> TASKS FOR THIS EXERCISE:
A) Answer these questions from the text on Alexis Blake's performance:
(i) How many dancers took part in the performance?
(ii) Who outlawed lamentation as an art form?
(iii) How many scent molecules does Tolaas have in the archive in her laboratory?
B) Write the next part of the text on Alexis Blake's performance, picking up right after its final line.

> TEXT PASSAGE:
# # #

The performance consisted of four dancers, two singers, a sound artist and sound engineer, with whom Blake has explored concepts of (women’s) oppression, collective trauma and loss, culminating in a physical choreography and classical dramaturgy. Blake calls for places and opportunities to release deep emotion freely and without censorship, such as in the form of a lament, a historical means of protest that was not always universally accepted and thus became a starting point for her artistic research. As an art form, lamentation was outlawed by the ancient Greeks, which restrained and silenced women’s voices in particular, and made it harder to experience emotional catharsis. In her artistic practice, Blake attempts to reflect on these and other patriarchal power relations, and to induce similar feelings of protest in the audience, so that they “connect with a deeper layer within themselves” and the body can express itself freely.19
She designed an ‘empty room’ for the exhibition space, filled purely with ‘the smell of decay’. At Blake’s request, Tolaas developed this smell in her laboratory, where she has an archive of 10,000 scent molecules. Located in the first room of the exhibition, the work overwhelms the museum visitor as soon as they walk through the narrow passageway, a kind of sluice, into the space. Immediately one notices that the light here is dimmer than in the rest of the museum and that the air is filled with a penetrating odor. Those who have not read the text that accompanies the work will probably first look for a visual work of art, but this is absent in this space. The visitor relies solely on one’s own body, sensations, emotions and thoughts. However, at the end of the room, a few meters away, is a publication in the with background information on Blake’s research: the only material point of reference in this exhibition space (fig. 7, 8).
Fig. 5. Alexis Blake, ‘rock to jolt [ ] stagger to ash’, 2021. Performance, exhibition space with architectural interventions, dim lighting, fragrance, tabloid publication. Prix de Rome 2021. Photo: Daniel Nicolas.
Fig. 6. Alexis Blake, ‘rock to jolt [ ] stagger to ash’, 2021. Performance. Prix de Rome 2021. Photo: Jonas van Kappel
Fig. 7. Alexis Blake, ‘rock to jolt [ ] stagger to ash’, 2021. Performance, exhibition space with architectural interventions, dim lighting, fragrance, tabloid publication. Prix de Rome 2021. Photo: Bas Czerwinski.
Fig. 8. Alexis Blake, ‘rock to jolt [ ] stagger to ash’, 2021. Performance, exhibition space with architectural interventions, dim lighting, fragrance, tabloid publication. Prix de Rome 2021. Photo: Bas Czerwinski.

# # #

> DATA SHOWN:

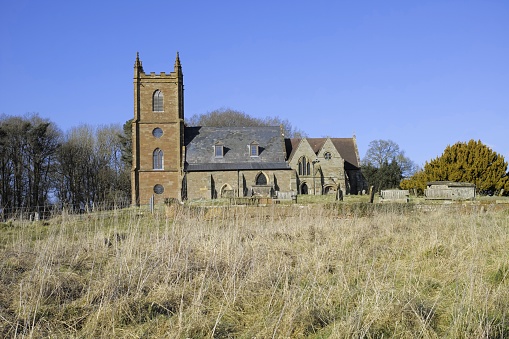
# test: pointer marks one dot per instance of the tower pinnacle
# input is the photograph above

# # #

> SOLVED PROBLEMS:
A)
(i) Four.
(ii) The ancient Greeks.
(iii) 10,000.

B)
1.3.1. Method and Expectations
At the end of their exhibition visit, approximately thirty random visitors to the Stedelijk Museum were each asked a series of closed and open-ended questions related to their individual experience of the olfactory artwork. I then interpreted the responses in a discourse-analytical way, which reveals how visitors speak and think about the use of smell in an aesthetic context. Do they adopt an ocular-centric (visually oriented) or multisensory perspective when approaching olfactory artworks? As a research method, discourse analysis originates from the French philosopher Michel Foucault who, in The Archaeology of Knowledge (1969), argued that the relationship between knowledge and power reveals itself in the form of discourse, in which a certain way of speaking within a discipline, for example within the museum world, can produce a concept of knowledge and, consequently, a relation of power: it establishes one view of truth and excludes alternative ideas or perspectives. Thus, I looked for so-called discursive formations: linguistic constellations that systematically construct the subjects to which they relate, forming norm-affirming and -deviating perspectives.20 The visitor responses may thus offer clues to different strategies of meaning-making that visitors employ to place olfactory art in an aesthetic framework.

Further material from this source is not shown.